_What you should do_. Please write out the listing below exactly as it appears, line for line, leaving out the pictures.
_____
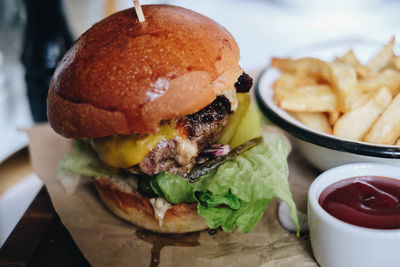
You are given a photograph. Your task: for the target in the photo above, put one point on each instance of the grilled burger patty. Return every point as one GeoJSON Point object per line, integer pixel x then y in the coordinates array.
{"type": "Point", "coordinates": [203, 128]}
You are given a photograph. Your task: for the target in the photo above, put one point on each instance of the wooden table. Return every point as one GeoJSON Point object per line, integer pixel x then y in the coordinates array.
{"type": "Point", "coordinates": [39, 239]}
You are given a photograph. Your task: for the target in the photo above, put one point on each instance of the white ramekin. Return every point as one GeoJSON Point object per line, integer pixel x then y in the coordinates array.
{"type": "Point", "coordinates": [339, 244]}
_____
_Full answer_.
You are given a photograph. Your task: for the target in the photo above, put one point on each instance of the grilled burger patty. Return every point as one GeoJSON Point object per line, integer pixel x then y in the coordinates array.
{"type": "Point", "coordinates": [203, 128]}
You are given a photograph. Your task: for the target in the photo above, put one point on each instance of the wooden table. Return every point as one GeoJSON Point object per line, integer pixel x then y in the coordinates array.
{"type": "Point", "coordinates": [39, 239]}
You are given a photograph. Your task: for the target in the photo above, put one point on each instance of the white ramekin. Return every point as one GeoJSON Point object per line, integer pixel x then y in the coordinates array.
{"type": "Point", "coordinates": [339, 244]}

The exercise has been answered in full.